> _The exercise_: Render every line of the entries below as a JSON list of strings, one string per line, with blank lines omitted. Leave the pictures out.

-------- Material for this exercise

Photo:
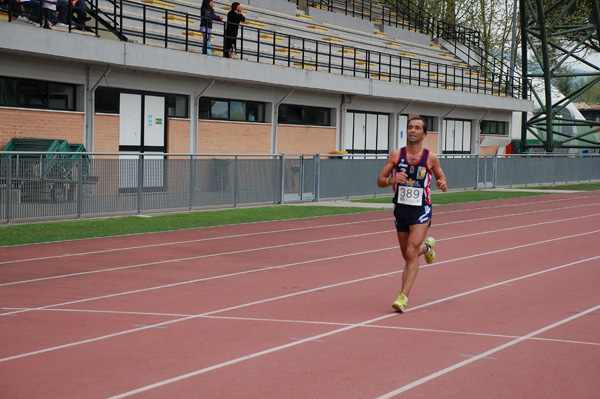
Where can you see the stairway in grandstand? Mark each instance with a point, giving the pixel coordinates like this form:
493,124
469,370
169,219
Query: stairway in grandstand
361,38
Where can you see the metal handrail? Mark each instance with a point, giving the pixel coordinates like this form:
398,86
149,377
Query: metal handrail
313,54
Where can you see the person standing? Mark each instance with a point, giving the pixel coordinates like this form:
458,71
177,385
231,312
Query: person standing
234,17
208,15
409,171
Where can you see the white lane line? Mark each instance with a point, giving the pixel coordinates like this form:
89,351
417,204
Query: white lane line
364,323
311,322
289,296
112,269
291,244
111,250
484,354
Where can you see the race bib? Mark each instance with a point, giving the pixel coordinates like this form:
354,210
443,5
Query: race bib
410,195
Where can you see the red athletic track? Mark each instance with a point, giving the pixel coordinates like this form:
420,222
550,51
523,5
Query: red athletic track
302,309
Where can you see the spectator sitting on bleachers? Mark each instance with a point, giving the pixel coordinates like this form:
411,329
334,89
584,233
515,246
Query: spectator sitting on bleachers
49,13
208,15
15,9
234,17
79,12
35,10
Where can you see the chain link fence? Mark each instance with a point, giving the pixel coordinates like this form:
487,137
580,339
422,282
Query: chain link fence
47,186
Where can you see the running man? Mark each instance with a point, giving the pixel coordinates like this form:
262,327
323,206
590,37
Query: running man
409,170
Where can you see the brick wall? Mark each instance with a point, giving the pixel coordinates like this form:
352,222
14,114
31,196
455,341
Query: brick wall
178,139
106,133
305,139
232,137
40,124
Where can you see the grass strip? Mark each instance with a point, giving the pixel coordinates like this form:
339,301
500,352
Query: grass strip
78,229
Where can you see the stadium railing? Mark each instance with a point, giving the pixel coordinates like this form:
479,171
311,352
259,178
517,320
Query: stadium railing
113,184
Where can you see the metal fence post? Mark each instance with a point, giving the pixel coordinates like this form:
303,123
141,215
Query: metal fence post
477,157
8,188
79,186
317,177
140,181
495,171
282,180
301,178
192,181
235,181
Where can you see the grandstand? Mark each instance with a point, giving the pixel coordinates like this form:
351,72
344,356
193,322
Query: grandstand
314,77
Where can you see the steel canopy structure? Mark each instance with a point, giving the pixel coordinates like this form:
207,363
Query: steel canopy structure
550,35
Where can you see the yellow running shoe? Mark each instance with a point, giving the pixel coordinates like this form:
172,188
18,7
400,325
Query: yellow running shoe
430,255
400,303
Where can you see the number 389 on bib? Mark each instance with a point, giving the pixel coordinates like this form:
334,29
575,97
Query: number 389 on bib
410,195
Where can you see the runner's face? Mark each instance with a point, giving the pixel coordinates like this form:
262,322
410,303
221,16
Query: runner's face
415,131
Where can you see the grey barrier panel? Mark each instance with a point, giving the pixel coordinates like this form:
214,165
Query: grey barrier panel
461,172
35,189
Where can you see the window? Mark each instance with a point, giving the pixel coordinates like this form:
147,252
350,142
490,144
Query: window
430,123
107,101
366,133
177,106
494,127
457,136
303,115
29,93
231,110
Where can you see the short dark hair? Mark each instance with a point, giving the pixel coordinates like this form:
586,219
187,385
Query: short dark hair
418,118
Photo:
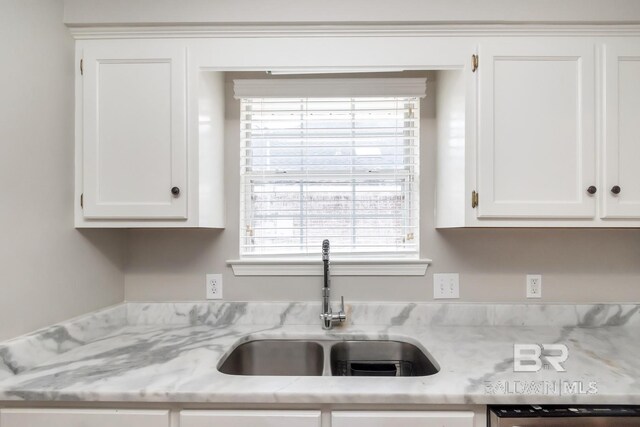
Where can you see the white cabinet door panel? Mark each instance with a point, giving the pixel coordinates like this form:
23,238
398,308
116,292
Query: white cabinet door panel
536,148
83,418
249,418
622,139
134,132
404,419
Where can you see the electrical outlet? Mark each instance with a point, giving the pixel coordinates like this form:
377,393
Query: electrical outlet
534,286
446,286
214,286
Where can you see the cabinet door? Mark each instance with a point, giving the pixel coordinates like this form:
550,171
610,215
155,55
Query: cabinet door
242,418
536,147
622,138
404,419
82,418
134,132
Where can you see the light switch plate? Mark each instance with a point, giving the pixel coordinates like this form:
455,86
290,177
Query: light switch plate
214,286
446,286
534,285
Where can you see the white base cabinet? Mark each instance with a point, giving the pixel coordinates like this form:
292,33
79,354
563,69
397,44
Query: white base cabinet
402,418
250,418
83,418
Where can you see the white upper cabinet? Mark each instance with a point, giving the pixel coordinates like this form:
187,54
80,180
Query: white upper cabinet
141,160
621,192
134,133
536,137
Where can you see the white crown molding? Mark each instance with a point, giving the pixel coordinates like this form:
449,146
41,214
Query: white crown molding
355,30
417,267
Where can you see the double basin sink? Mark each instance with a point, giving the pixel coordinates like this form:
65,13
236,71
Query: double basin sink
329,358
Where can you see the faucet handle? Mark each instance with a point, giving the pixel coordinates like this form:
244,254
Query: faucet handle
342,315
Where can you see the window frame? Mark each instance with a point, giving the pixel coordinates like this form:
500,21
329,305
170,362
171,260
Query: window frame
368,263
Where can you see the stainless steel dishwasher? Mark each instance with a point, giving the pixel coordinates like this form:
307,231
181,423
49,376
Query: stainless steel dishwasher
564,416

----------------

> _Full output_:
[
  "Photo:",
  "Where can you see the stairway in grandstand? Mark each instance with a point, giving the pixel coordinates like this form:",
  "493,124",
  "469,370",
  "169,219",
  "Query: stairway in grandstand",
  "361,38",
  "Where can you see the metal handrail? Mark each instance with a point, giving the pixel coordinates like this form:",
  "398,86",
  "149,377",
  "Query: metal handrail",
  "313,54",
  "Where can you see the person standing? Mark each instance with a point, giving the pixel coordinates like this form:",
  "458,71",
  "177,385",
  "231,312",
  "Query: person standing",
  "234,17",
  "208,15",
  "409,171",
  "Where can you see the white lane line? Mark each instance with a point, giving the pixel coordinates like this form:",
  "89,351",
  "417,204",
  "Query: white lane line",
  "364,323",
  "311,322",
  "289,296",
  "112,269",
  "291,244",
  "111,250",
  "484,354",
  "Where can you see the race bib? Mark each instance with a point, giving the pixel coordinates like this form:",
  "354,210",
  "443,5",
  "Query: race bib",
  "410,195",
  "Where can you see the red athletic track? Mark each instance with a point, giving the pixel coordinates like this form:",
  "420,222",
  "550,51",
  "523,5",
  "Query: red athletic track",
  "302,309",
  "Where can you see the spectator sitting on bleachers? Mark each instance with a point, giving the pixel coordinates like this form:",
  "411,329",
  "334,89",
  "584,233",
  "515,246",
  "Query: spectator sitting on bleachers",
  "49,13",
  "208,15",
  "15,9",
  "234,17",
  "79,12",
  "35,10",
  "Where can you see the chain link fence? Mark each instance with a point, giving the pixel coordinates like this form:",
  "487,137",
  "580,339",
  "422,282",
  "Query: chain link fence",
  "47,186",
  "Where can you see the running man? Mark each instance with a point, giving the pixel coordinates like this form:",
  "262,327",
  "323,206",
  "590,37",
  "Query: running man",
  "409,170",
  "Where can you see the brick wall? Mark each instance with a point, giving the pixel coordinates like this form:",
  "352,222",
  "14,114",
  "31,196",
  "455,341",
  "Query: brick wall",
  "178,139",
  "106,133",
  "305,139",
  "232,137",
  "40,124",
  "Where can you see the grass strip? Mark each instance with a point, giving the pixel coordinates like this form:",
  "339,301",
  "500,352",
  "Query: grass strip",
  "78,229",
  "Where can you see the stadium railing? Mark each instance with a point, giving the pixel coordinates like this form:",
  "479,171",
  "311,352",
  "259,178",
  "517,320",
  "Query: stadium railing",
  "113,184",
  "Where can you see the metal fence post? Mark each instance with a point, giving the pixel coordinates like this form:",
  "303,123",
  "141,215",
  "Query: metal fence post",
  "477,157",
  "8,188",
  "79,186",
  "317,177",
  "140,181",
  "495,171",
  "282,180",
  "301,178",
  "192,181",
  "235,181",
  "Where can you see the grandstand? Mark each instance with a point, giving the pixel coordinates like this form:",
  "351,72",
  "344,356",
  "193,322",
  "Query: grandstand",
  "314,77",
  "Where can you see the steel canopy structure? Mark each instance with a point, giving the pixel coordinates like this form:",
  "207,363",
  "Query: steel canopy structure",
  "550,35",
  "Where can you see the yellow running shoe? Mark each instance with a point, giving the pixel coordinates like this form:",
  "172,188",
  "18,7",
  "400,325",
  "Query: yellow running shoe",
  "430,255",
  "400,303",
  "Where can you see the number 389 on bib? Mark each instance with a point, giving the pixel coordinates like this form:",
  "334,29",
  "575,97",
  "Query: number 389 on bib",
  "410,195",
  "Where can you see the runner's face? Mark each instance with a point, giving the pixel coordinates like this form:",
  "262,322",
  "410,303",
  "221,16",
  "Query: runner's face",
  "415,131",
  "Where can you see the grey barrier panel? Mark each instance with a point, giving the pixel coordinates like this form:",
  "214,165",
  "Query: grey barrier panel",
  "461,172",
  "35,189",
  "Where can you see the window? Mark each instance with a point, giving the pixel coordinates like this form:",
  "147,252",
  "350,142",
  "490,144",
  "Query: window",
  "430,123",
  "107,101",
  "366,133",
  "177,106",
  "494,127",
  "457,136",
  "303,115",
  "29,93",
  "231,110",
  "Where can you see the short dark hair? Mark each instance with a point, giving the pixel coordinates like this form:",
  "586,219",
  "187,385",
  "Query: short dark hair",
  "418,118",
  "Photo:",
  "Where can you see the white cabinet door panel? Mark each instance with a point, giving the pixel coordinates like this form:",
  "23,238",
  "398,308",
  "116,292",
  "Query: white cabinet door panel",
  "536,148",
  "83,418",
  "249,418",
  "622,139",
  "134,132",
  "404,419",
  "Where can you see the electrical outlet? Mark each instance with a point, giving the pixel coordinates like this form:",
  "377,393",
  "Query: electrical outlet",
  "534,286",
  "446,286",
  "214,286",
  "Where can you see the cabinet door? Mark each instance with a point, giving the pixel coordinates like this form:",
  "550,171",
  "610,215",
  "155,55",
  "Query: cabinet door",
  "242,418",
  "536,147",
  "622,138",
  "404,419",
  "82,418",
  "134,132",
  "Where can you see the light switch plate? Mark each instance with a point, giving the pixel coordinates like this form:",
  "455,86",
  "290,177",
  "Query: light switch plate",
  "214,286",
  "446,286",
  "534,285",
  "Where can you see the white base cabinet? Mark each instance with a point, giving the pixel coordinates like this form:",
  "292,33",
  "79,354",
  "563,69",
  "397,44",
  "Query: white base cabinet",
  "402,418",
  "250,418",
  "83,418",
  "Where can you see the white upper cabinet? Mark each instance with a point, giving the pixel coordinates like this form:",
  "187,54",
  "80,180",
  "Query: white upper cabinet",
  "141,160",
  "621,192",
  "134,133",
  "536,137",
  "Where can you see the white crown molding? Mark each instance with a point, giving the pixel coordinates like this form:",
  "449,146",
  "41,214",
  "Query: white crown molding",
  "355,30",
  "417,267",
  "Where can you see the double basin sink? Mark each instance with a point, giving the pixel coordinates like this form:",
  "65,13",
  "236,71",
  "Query: double basin sink",
  "329,358",
  "Where can you see the faucet handle? Mark each instance with a point, giving the pixel coordinates like this form:",
  "244,254",
  "Query: faucet handle",
  "342,315",
  "Where can you see the window frame? Mark each instance with a point, giving the pixel coordinates like this form:",
  "500,21",
  "329,305",
  "170,362",
  "171,260",
  "Query: window frame",
  "368,263",
  "Where can you see the stainless steel dishwasher? Mark each instance with a point, giving the pixel coordinates like this form:",
  "307,231",
  "181,423",
  "49,376",
  "Query: stainless steel dishwasher",
  "564,416"
]